I think there is too much emphasis on making wood objects perfectly
right off the machine. Even if you square plywood good panels very
square, there will still often be a little twist in a plywood cabinet
due to distortion in the material. You can learn to make things
look good and function well anyway. Perfection of the geometry
of the box is not essential to its function and good appearance.

I know from experience my jointer doesn't have to be perfect to
be mostly effective (I had a 12" machine with funky tables
and worked around it). Wood always moves and the process
of jointing and then flipping the board over and planing the other
side to thickness always results in the balance of tension in the
board changing. I check long boards with a 78" level and 
winding sticks (though my eyes alone have got pretty good). 
Corrections are done with hand planes. Sometimes the smart
thing is to take the tool to the work.

A reliable thickness planer is more of an asset to me than a 
large jointer. Thickness consistency from part to part is
important to me… more important than surface finish off
the tool. This is why I use a Belsaw.

I recommend a 78" level as a most useful device for making
good boards. In millwork, the long level is essential to
the way I work.

A black lumber crayon and a white piece of chalk or grease
crayon are also very useful to mark flaws in board faces
and help keep track of which side was planed last.


----------



## DanKrager (Apr 13, 2012)

I have learned that as you gain experience, there are many times you don't want a board to be perfectly straight. For example, gluing up a panel with tension in it will help it last for lifetimes without splitting. A jointer set to get a perfectly straight edge most likely will not do it on a regular basis and the board will more likely than not have a convex curve in it. I used to adjust mine so a very slight concave curve resulted. Another example, A bit of curve on a hand plane blade is useful to speed removal of rough surfaces and slight (<.002> concave edge for edge gluing. 
Agree with those above. Perfection is not needed everywhere, just in the critical areas. Like finishing a house…the only two places perfection is needed is in front of the toilet and around the front door!

BTW I'm happy if a 10" blade wobbles less than .005.
Dan


----------



## PurpLev (May 30, 2008)

I think people try to be too precise when it comes to woodworking many times when it comes to perfect joints and what not, but when it comes to straight/square cuts - small differences do show up in the finished product and yes, it does make a difference. to a few thou in the finished cut? definitely not, but definitely to 1/64th.

TASK STATEMENT
Rewrite the woodworking thread starting with "## PurpLev (May" and going on through "definitely to 1/64th.", with "woodworking" changed to "carpentry". The records that come next are separate material, unrelated to the woodworking thread.

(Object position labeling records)

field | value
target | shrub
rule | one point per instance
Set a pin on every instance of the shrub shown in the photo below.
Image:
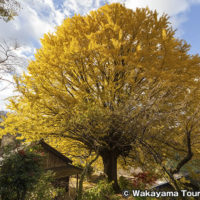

RESULT FOR THIS EXERCISE
## PurpLev (May 30, 2008)

I think people try to be too precise when it comes to carpentry many times when it comes to perfect joints and what not, but when it comes to straight/square cuts - small differences do show up in the finished product and yes, it does make a difference. to a few thou in the finished cut? definitely not, but definitely to 1/64th.